--- START Reading text ---
# What muscle groups do you train together?



## welbeck

I was talking to my best friend about training, we have both been "at it" for a long time but never train together as we like to train at different times. He was asking how I was going as I'd had a couple of weeks of due to a sore throat and mentioned I'd changed my routine around a little, I used to train chest+triceps, shoulders+biceps, legs+back 3 days on 1 off but had changed to chest+triceps, shoulders on their own then back and biceps with the occasional legs day as I'm doing a lot of cycling for cardio, saying that I thought back and biceps went together better as they were "pull" exercises and chest, shoulders, triceps were "push", he argued that I should be doing chest biceps as it's more of a balanced workout but as I see it his muscles don't get a proper rest. I know there's never really a right or wrong way of training it's what suits the individual can anybody tell me if I've had the wrong end of the stick for the last 20 years?


----------



## GreedyBen

Most people seem to follow the push/pull/legs

i.e chest & tris/back&bi's/legs.

I do this sort of but with a shoulder and a separate arm day.


----------



## 1010AD

your right in training chest with triceps as most chest exercise will use the triceps as a secondary muscle like wise with back and biceps that's why most people put them together but that's not to say you have to train this way as you may feel you get better results training opposite way round I'd say it's what suits you best


----------



## ADZ7

Agree with you with chest/tri . Back/bi. Shoulders/neck. Legs


----------



## Readyandwaiting

Mon - chest/tri's

Wed - Back/hamstrings

Fri - Shoulders/bi's

Mon - Legs/calves


----------



## engllishboy

Shoulders/Chest/Triceps

Back and Biceps

Legs

aka Push/Pull/Legs


----------



## GShock

Readyandwaiting said:


> Mon - chest/tri's
> 
> Wed - Back/hamstrings
> 
> Fri - Shoulders/bi's
> 
> Mon - Legs/calves


Im doing this with a rest day, is there any point in pre-exhausting bi's and tri's before training chest and shoulders ? ?


----------



## Readyandwaiting

GShock said:


> Im doing this with a rest day, is there any point in pre-exhausting bi's and tri's before training chest and shoulders ? ?


You mean train triceps first and then chest? and train biceps first and then shoulders?


----------



## welbeck

GShock said:


> Im doing this with a rest day, is there any point in pre-exhausting bi's and tri's before training chest and shoulders ? ?


That was my thoughts exactly


----------



## AK-26

ADZ7 said:


> Agree with you with chest/tri . Back/bi. Shoulders/neck. Legs


how d'ya work out neck?


----------



## Readyandwaiting

AK-26 said:


> how d'ya work out neck?


Traps?

Or the neck specifically?
--- END Reading text ---
--- START Material shown ---
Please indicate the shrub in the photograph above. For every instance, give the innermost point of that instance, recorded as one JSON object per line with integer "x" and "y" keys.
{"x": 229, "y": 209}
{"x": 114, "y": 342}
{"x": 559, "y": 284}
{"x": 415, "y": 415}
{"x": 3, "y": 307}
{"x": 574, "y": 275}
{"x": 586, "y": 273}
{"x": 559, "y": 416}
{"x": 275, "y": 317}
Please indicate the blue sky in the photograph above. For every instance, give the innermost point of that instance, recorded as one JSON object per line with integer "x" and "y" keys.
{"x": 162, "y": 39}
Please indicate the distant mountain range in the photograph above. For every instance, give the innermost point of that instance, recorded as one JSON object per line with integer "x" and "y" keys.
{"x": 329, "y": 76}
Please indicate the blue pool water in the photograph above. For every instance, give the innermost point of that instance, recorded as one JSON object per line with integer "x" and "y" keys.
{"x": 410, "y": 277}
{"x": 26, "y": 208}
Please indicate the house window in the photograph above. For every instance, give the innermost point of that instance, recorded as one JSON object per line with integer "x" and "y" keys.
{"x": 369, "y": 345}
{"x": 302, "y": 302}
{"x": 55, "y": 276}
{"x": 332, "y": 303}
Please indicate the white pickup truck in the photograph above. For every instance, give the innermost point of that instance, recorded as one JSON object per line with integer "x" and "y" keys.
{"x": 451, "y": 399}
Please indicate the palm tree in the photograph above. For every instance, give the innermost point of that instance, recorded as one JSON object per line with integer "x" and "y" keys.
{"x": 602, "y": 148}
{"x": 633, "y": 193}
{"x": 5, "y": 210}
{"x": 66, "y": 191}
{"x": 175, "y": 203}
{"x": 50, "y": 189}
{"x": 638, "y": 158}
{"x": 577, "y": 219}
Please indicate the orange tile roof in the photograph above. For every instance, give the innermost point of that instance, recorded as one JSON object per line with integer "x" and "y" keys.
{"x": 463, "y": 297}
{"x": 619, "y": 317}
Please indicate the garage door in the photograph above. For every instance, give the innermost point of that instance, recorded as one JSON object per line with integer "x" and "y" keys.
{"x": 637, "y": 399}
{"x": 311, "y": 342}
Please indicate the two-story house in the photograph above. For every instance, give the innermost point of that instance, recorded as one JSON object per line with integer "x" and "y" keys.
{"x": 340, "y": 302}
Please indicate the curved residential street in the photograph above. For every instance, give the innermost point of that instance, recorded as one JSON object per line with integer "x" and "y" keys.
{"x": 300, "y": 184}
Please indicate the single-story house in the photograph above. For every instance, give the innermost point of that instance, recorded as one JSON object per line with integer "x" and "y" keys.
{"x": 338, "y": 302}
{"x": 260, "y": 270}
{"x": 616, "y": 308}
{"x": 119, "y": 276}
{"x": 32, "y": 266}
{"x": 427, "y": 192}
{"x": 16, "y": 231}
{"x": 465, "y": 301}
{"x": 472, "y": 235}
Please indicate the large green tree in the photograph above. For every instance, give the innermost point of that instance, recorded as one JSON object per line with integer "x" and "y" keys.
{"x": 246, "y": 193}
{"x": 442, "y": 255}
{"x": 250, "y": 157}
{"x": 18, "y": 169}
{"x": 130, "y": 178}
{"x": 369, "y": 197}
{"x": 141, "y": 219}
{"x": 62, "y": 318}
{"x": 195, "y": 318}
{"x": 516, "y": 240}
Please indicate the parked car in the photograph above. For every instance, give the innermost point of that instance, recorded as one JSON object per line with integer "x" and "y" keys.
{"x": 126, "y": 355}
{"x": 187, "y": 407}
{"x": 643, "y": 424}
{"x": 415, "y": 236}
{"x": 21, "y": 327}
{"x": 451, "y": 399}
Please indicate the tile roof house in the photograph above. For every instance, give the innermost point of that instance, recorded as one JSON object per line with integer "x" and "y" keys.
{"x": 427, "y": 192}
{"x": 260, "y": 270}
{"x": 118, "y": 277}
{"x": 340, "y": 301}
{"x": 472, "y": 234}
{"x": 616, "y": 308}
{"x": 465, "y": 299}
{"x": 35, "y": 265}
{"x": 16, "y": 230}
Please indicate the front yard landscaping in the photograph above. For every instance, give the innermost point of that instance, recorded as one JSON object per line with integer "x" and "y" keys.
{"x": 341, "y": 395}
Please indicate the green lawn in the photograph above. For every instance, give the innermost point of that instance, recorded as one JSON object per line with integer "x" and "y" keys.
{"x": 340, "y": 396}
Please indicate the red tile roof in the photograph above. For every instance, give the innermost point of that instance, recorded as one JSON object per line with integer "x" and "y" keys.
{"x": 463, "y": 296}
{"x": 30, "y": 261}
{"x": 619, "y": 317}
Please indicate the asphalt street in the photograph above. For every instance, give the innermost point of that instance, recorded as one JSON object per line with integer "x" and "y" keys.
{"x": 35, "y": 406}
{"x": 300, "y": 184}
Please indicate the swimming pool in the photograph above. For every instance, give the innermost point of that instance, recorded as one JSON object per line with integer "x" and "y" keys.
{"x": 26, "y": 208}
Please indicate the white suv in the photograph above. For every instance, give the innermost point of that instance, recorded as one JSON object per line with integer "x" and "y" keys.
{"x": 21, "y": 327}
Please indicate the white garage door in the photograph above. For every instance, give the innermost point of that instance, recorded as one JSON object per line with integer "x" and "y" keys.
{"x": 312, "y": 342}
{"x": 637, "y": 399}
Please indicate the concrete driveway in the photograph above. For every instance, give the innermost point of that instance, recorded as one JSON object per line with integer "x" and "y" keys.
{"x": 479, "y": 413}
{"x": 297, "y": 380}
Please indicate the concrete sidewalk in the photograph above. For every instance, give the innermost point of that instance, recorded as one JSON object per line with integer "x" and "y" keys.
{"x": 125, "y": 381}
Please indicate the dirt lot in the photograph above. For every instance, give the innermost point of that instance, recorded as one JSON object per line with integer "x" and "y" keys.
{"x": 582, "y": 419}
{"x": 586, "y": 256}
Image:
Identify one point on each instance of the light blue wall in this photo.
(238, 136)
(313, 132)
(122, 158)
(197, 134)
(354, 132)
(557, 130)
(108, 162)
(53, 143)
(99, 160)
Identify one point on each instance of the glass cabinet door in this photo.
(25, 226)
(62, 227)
--- END Material shown ---
--- START Material shown ---
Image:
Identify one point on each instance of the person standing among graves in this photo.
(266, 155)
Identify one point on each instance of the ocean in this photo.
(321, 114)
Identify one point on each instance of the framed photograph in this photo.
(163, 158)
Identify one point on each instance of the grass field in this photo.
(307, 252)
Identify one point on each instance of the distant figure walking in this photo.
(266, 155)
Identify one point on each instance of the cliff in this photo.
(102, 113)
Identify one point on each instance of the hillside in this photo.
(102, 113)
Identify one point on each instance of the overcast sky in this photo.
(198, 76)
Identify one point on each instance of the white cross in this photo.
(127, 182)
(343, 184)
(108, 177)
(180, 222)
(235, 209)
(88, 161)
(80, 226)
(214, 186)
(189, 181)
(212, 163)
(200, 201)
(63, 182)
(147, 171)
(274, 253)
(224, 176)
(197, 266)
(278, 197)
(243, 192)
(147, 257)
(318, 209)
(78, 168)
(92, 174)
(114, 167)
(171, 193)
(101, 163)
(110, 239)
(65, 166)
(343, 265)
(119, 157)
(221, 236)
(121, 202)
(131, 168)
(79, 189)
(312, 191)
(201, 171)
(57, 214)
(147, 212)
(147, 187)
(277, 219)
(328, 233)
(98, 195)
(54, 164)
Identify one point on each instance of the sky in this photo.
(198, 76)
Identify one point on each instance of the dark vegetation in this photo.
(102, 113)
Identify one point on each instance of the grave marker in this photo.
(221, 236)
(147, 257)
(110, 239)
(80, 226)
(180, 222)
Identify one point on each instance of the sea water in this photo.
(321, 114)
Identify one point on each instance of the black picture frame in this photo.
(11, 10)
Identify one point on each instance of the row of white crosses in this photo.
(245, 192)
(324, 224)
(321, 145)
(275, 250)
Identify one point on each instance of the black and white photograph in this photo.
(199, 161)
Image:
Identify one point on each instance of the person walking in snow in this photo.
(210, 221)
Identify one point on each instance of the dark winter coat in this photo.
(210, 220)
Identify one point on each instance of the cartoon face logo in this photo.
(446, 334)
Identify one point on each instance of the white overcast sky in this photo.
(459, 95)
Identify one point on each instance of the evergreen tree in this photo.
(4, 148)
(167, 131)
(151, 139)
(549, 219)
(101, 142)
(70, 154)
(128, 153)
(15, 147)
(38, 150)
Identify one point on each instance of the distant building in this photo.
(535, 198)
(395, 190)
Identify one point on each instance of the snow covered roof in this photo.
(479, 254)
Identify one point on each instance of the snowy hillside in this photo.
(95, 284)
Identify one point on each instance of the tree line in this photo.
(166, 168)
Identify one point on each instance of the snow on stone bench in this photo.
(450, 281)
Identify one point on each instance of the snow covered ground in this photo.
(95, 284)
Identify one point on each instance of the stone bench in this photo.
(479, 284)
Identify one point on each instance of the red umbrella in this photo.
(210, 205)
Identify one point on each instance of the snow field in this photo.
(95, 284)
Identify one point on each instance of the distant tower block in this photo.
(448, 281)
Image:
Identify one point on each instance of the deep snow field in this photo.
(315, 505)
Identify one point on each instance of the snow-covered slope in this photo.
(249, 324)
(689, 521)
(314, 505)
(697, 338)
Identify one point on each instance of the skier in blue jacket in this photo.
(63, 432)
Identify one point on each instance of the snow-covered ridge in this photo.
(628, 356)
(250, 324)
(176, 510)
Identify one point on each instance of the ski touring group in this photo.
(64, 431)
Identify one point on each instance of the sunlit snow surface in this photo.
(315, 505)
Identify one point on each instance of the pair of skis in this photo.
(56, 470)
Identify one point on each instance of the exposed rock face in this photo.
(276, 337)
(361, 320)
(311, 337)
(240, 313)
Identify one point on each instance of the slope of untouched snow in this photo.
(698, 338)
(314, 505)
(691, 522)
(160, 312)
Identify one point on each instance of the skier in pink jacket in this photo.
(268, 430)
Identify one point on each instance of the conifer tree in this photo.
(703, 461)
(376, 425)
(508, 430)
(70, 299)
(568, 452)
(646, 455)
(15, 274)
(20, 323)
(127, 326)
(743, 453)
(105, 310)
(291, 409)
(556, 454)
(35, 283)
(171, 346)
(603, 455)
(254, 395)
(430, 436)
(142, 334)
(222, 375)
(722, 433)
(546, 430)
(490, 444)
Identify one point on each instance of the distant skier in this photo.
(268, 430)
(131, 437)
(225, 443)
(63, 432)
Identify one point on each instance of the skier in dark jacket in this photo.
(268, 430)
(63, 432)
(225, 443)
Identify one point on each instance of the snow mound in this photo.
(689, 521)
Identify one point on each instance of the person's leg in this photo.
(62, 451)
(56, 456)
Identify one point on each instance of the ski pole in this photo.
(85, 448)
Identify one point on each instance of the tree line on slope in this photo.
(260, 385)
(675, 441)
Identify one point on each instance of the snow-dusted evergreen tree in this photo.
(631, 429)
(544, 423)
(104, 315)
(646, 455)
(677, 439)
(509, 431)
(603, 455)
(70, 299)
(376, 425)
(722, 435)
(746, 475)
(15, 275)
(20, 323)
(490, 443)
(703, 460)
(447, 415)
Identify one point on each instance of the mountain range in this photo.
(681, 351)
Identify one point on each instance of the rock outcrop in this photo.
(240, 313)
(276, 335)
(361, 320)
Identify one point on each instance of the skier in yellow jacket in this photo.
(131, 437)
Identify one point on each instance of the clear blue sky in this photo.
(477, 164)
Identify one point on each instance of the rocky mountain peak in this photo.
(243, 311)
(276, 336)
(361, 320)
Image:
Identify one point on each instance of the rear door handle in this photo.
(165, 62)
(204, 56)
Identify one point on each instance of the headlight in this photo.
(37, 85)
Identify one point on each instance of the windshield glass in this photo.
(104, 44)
--- END Material shown ---
Required tasks:
(1) In the forum thread on training muscle groups, what did welbeck say caused a couple of weeks off training?
(2) Print the part of the forum thread on training muscle groups that opens with the words containing "## GreedyBen" and closes with "separate arm day.".
(3) Carry on the forum thread about which muscle groups to train together from where it stops.
These records have no connection to the forum thread on training muscle groups.

Expected answers:
(1) A sore throat.

(2)
## GreedyBen

Most people seem to follow the push/pull/legs

i.e chest & tris/back&bi's/legs.

I do this sort of but with a shoulder and a separate arm day.

(3)
----------



## pete g

Am I the only 1 that trains bi's with chest and tri's with back? Lol


----------



## Robbie

pete g said:


> Am I the only 1 that trains bi's with chest and tri's with back? Lol


Nope, I do too


----------



## Matt 1

Chest and triceps

Legs and Abs

Back, shoulders and biceps


----------



## animal adam

Chest/tri's

Back/bi's

Off

Shoulders/abs

Legs


----------



## eezy1

chest/bis

shoulders/traps

back/tris or legs/tris


----------



## Rick89

depends on mood

someday every muscle gets hit to a certain degree other weeks upper then lower x two workout a week

sometimes back gets hit 3-4 days a week, lol


----------



## dtlv

For me the answer to this question very much depends what I'm training for and which muscles are priority at the time.

The typical PPL routine, or any routine which puts tris with pecs and bi's with back I find good for strength but not so good for building my arms and delts - when spending a long time training this way (six months or so) my arms always start to more and more noticeably lag in size.

To get my arms and delts to grow bodybuilding style, they seem to need to be hit fresh and away from being prexhausted from indirect training... so for me its bodyparts trained as functional complexes (chest, front and side delts, triceps...back, biceps, traps, rear delts...quads, hams, calves, core) for general strength, but for bodybuilding separation of those muscles into a split routine seems to work best.


----------



## Ste7n

I've done both before and personally thought my triceps looked/sized better doing them on non chest days...

ie Monday= Chest/Shoulders,

Wednesday= Legs/Biceps

Friday= Back/Triceps

So i can relate to your mate op, though i alway's mixed it up a bit, personally thought i couldn't give my all into triceps after heavy bench press etc...


----------



## PHMG

tris and bis only. Figure if i train them all separate, i can induce more fat burn from the extra effort and focus more on each muscle group.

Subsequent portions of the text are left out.